(Work to be completed): In the records, find each line where "block" occurs, and copy it.
--- Dataset content ---
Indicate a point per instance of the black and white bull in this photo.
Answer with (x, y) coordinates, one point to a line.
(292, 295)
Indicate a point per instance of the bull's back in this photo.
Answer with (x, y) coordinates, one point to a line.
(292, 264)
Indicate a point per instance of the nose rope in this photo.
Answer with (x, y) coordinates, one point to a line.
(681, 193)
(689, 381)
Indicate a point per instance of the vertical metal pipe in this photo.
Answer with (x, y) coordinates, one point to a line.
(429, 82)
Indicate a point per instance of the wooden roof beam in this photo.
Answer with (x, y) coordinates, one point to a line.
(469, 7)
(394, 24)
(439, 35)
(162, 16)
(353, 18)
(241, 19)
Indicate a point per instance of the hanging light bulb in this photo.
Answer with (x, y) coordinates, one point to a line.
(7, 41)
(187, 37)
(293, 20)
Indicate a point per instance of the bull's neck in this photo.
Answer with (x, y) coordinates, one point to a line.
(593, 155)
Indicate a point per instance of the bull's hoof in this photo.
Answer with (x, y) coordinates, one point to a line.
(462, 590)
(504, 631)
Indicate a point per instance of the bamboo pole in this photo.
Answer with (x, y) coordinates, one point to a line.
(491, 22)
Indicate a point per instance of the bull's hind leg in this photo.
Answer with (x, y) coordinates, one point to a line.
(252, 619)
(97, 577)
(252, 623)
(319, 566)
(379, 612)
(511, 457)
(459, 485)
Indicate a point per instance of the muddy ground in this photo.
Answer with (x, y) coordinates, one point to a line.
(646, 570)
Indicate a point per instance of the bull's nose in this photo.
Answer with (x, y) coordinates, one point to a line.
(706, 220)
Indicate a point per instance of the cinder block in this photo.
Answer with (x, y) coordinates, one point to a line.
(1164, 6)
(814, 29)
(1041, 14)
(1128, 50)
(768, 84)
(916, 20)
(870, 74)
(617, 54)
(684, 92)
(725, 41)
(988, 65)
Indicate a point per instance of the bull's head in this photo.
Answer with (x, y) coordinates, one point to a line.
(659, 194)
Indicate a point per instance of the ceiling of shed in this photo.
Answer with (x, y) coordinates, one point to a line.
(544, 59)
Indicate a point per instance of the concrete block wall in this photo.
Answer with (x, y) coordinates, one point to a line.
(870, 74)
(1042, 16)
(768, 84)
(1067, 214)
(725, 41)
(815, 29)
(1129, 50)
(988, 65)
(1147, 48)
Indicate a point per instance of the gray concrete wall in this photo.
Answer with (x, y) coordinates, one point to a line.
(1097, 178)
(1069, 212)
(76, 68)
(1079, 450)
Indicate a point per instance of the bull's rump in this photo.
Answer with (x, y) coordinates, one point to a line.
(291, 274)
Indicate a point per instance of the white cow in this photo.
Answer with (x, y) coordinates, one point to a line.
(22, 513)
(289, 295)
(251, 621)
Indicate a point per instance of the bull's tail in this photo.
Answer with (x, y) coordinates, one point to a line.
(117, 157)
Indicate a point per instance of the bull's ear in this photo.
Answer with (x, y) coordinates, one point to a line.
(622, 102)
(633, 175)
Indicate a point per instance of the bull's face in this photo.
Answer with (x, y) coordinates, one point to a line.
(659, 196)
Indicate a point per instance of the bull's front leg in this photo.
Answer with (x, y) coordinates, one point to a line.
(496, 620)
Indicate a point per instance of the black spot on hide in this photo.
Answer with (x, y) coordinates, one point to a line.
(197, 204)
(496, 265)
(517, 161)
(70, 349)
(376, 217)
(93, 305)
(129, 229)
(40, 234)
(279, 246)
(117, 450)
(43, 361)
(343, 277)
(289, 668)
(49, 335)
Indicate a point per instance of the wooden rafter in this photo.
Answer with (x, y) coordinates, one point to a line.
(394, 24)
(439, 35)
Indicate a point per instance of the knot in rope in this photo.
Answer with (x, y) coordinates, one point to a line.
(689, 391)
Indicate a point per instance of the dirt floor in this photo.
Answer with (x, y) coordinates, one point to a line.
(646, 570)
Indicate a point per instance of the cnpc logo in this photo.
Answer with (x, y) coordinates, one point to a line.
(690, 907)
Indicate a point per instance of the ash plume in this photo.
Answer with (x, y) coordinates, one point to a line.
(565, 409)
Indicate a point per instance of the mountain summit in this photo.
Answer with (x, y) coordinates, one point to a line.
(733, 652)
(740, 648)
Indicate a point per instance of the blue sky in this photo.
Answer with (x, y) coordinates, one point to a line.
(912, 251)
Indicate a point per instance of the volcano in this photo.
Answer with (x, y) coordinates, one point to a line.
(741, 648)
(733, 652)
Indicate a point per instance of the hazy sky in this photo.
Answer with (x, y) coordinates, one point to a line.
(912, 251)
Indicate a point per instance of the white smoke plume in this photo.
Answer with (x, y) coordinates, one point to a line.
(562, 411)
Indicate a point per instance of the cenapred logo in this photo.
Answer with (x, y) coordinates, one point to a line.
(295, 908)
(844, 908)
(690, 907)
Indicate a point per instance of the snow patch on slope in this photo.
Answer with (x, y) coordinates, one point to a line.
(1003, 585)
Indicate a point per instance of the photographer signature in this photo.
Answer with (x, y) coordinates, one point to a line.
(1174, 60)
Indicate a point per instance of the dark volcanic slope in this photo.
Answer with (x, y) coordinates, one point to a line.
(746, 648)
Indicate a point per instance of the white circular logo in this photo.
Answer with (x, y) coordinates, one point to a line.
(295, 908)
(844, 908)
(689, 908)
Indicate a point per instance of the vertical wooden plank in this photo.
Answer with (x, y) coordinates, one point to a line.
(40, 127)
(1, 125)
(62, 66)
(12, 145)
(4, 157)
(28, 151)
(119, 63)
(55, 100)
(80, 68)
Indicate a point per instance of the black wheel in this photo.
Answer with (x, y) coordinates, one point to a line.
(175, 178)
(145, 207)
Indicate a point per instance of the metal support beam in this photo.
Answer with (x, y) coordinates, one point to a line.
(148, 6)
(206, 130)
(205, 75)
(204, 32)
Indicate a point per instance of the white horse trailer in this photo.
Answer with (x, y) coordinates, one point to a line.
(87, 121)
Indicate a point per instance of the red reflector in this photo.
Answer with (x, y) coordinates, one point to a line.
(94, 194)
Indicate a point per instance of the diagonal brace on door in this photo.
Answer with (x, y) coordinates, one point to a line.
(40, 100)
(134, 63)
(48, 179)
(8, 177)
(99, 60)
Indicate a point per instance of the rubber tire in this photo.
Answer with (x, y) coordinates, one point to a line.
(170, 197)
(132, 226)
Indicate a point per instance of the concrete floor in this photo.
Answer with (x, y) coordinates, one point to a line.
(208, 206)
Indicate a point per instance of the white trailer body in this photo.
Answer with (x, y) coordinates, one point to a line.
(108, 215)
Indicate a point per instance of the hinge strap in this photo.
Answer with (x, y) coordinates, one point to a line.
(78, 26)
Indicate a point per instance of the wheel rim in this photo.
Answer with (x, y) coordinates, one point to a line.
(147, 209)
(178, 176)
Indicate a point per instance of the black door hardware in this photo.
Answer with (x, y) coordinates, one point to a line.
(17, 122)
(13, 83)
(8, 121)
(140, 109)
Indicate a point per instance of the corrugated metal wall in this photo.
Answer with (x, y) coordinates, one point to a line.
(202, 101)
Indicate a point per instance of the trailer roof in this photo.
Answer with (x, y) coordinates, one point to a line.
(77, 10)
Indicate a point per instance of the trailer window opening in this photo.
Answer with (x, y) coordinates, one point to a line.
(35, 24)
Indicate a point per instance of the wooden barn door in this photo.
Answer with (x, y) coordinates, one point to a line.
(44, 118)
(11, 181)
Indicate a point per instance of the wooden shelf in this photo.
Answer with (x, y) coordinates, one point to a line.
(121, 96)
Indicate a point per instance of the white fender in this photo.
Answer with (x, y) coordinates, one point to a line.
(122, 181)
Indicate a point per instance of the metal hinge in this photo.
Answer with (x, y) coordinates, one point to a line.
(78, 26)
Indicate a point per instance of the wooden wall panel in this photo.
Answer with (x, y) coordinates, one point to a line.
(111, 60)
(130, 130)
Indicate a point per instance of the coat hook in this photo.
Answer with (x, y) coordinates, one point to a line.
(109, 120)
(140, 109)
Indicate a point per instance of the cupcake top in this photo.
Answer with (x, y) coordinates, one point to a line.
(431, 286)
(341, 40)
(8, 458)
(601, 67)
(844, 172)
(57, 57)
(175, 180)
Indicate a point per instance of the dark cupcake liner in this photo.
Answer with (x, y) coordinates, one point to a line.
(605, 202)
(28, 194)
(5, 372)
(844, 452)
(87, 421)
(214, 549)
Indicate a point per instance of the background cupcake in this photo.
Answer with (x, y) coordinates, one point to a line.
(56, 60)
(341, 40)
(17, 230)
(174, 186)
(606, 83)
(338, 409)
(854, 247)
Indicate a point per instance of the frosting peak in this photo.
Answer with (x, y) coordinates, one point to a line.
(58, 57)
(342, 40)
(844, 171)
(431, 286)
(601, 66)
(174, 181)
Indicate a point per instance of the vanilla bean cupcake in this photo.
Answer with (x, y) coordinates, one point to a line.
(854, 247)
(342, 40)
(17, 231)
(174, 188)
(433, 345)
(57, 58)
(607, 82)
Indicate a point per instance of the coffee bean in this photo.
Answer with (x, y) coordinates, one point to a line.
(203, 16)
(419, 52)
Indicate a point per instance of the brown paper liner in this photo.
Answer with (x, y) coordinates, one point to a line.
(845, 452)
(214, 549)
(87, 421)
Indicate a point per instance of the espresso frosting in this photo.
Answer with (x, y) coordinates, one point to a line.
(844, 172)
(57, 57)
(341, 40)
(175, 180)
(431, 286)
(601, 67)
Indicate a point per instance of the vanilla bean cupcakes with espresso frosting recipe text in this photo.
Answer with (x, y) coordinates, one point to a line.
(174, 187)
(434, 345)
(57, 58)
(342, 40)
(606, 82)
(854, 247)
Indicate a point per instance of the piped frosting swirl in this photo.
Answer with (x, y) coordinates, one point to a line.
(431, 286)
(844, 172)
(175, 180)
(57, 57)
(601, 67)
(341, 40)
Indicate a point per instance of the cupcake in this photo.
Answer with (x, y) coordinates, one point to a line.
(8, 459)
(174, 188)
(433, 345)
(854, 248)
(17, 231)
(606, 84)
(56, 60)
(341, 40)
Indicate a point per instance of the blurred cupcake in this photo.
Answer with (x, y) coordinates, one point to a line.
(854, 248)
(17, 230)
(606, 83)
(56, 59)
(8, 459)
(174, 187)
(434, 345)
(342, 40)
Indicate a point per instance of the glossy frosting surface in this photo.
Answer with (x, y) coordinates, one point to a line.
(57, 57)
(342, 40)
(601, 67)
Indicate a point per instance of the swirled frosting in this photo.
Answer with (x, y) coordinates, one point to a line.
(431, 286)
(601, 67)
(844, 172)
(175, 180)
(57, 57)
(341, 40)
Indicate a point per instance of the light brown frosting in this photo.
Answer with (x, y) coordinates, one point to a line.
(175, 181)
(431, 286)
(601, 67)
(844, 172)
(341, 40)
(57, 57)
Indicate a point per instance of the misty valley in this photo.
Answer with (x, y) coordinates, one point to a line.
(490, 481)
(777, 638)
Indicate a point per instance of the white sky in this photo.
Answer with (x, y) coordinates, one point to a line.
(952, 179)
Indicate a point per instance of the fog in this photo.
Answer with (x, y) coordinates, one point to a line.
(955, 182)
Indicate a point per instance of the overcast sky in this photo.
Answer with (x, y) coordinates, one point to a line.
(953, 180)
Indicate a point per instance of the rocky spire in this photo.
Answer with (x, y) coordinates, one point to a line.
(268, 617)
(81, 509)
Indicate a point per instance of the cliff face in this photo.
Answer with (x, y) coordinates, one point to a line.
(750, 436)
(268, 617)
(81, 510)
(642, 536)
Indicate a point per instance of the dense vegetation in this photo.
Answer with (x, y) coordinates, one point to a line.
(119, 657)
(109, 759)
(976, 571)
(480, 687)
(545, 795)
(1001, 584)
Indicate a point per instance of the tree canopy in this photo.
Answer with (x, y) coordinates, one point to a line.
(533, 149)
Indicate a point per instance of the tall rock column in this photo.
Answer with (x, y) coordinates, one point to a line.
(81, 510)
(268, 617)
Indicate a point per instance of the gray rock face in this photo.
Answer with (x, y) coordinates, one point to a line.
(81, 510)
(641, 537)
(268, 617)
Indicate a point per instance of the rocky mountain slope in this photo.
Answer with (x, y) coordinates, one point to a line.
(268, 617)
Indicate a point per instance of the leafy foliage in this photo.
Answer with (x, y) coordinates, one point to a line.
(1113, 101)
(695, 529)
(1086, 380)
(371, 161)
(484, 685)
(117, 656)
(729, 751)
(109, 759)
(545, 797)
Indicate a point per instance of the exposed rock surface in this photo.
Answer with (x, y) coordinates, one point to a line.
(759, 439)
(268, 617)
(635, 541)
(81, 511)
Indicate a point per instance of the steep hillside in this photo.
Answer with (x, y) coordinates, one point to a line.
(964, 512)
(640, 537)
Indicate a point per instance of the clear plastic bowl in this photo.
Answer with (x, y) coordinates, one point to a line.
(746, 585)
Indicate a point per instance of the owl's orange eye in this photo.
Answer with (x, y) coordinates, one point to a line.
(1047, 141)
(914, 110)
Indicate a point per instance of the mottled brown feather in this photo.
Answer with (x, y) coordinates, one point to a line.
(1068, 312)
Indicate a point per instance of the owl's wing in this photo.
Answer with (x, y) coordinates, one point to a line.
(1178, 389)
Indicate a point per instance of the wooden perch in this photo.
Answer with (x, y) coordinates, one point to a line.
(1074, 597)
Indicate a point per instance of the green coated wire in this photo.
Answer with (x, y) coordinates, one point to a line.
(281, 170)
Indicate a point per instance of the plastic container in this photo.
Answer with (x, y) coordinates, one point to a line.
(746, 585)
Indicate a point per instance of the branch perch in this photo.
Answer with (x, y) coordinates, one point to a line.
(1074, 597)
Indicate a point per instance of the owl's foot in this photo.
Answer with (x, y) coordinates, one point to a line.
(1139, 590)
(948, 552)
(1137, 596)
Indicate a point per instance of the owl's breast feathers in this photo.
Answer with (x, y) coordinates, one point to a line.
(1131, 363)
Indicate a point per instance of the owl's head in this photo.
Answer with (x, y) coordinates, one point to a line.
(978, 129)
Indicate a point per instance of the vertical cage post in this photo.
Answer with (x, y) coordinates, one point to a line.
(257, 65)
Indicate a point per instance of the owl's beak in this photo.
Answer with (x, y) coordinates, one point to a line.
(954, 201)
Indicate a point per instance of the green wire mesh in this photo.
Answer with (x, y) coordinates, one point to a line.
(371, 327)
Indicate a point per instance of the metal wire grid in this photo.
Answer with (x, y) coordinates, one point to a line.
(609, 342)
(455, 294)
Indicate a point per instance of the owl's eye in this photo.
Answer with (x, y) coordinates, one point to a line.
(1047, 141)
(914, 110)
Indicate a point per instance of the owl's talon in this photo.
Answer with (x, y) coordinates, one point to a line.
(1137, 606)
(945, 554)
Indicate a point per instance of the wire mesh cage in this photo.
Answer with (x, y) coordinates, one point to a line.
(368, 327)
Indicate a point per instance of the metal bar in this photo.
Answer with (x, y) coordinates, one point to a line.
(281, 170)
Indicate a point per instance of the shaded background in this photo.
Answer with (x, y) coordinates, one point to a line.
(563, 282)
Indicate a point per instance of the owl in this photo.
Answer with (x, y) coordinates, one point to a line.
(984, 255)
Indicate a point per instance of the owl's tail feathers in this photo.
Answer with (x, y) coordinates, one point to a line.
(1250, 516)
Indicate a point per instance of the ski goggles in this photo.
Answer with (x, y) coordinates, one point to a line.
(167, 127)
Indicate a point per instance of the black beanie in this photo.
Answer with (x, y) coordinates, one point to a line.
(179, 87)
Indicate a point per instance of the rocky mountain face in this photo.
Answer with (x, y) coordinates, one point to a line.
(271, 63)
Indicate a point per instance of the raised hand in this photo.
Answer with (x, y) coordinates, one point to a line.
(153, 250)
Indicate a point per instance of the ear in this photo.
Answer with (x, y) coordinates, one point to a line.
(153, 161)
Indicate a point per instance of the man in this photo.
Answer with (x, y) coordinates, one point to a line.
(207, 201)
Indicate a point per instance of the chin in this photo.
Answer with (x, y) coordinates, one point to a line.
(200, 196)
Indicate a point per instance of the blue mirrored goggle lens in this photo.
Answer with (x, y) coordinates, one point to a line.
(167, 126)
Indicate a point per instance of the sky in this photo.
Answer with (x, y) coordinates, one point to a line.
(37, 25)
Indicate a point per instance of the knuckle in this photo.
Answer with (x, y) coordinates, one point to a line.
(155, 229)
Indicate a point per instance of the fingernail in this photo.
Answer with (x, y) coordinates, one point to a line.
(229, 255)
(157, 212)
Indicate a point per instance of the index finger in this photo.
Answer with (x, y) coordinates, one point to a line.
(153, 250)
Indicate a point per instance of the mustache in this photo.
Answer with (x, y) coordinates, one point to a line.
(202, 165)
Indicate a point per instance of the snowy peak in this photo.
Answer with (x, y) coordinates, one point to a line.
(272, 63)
---
(Final answer):
Indicate a point per instance of the cinder block in this photo.
Indicate a point per instance of the concrete block wall in this photo.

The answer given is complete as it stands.